----- Data to use -----

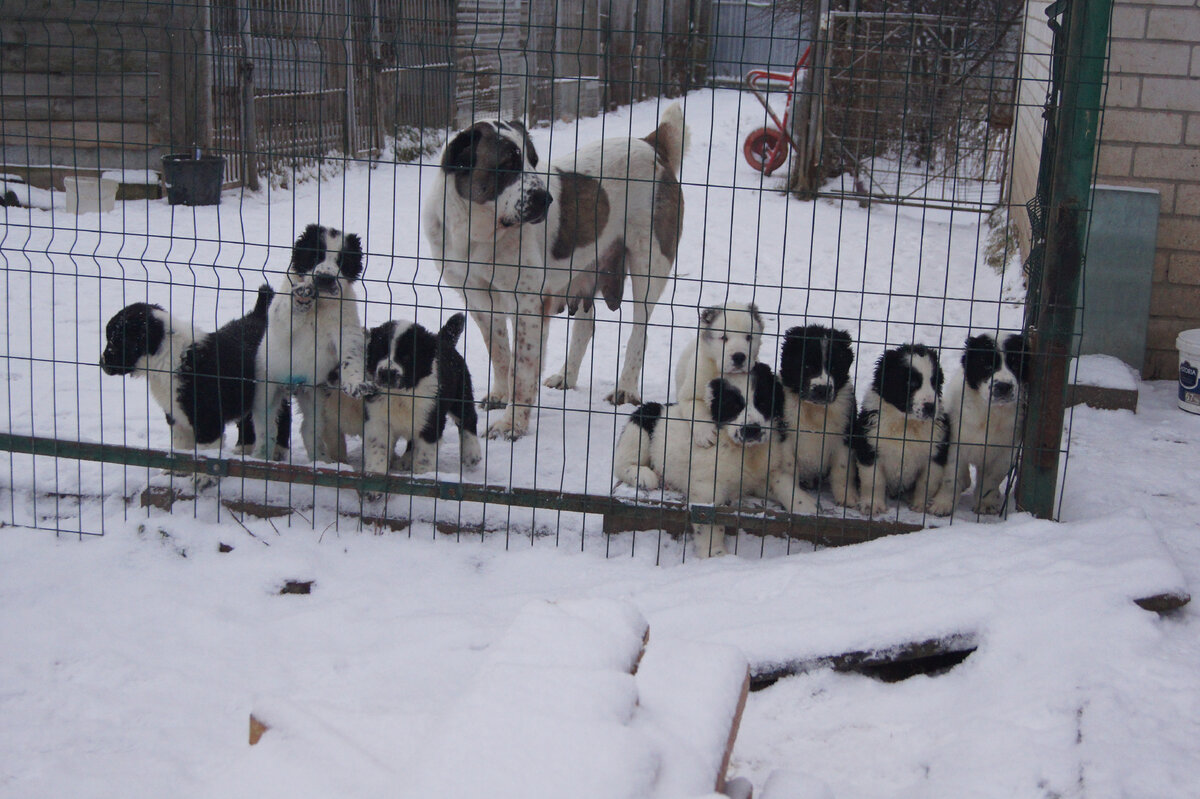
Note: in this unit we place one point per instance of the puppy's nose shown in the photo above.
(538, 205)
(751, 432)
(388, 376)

-----
----- Data to use -----

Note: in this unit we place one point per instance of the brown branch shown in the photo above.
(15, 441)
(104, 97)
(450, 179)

-----

▸ Request: Return each of the preceding lines that includes the word "above". Treat uppercase and lowercase as different.

▸ Complete answer:
Note: in this unit we place one point per instance of the puppy's nose shown in the photo above.
Note: in this unit we place one point per instance of the brown branch shown in the photo above.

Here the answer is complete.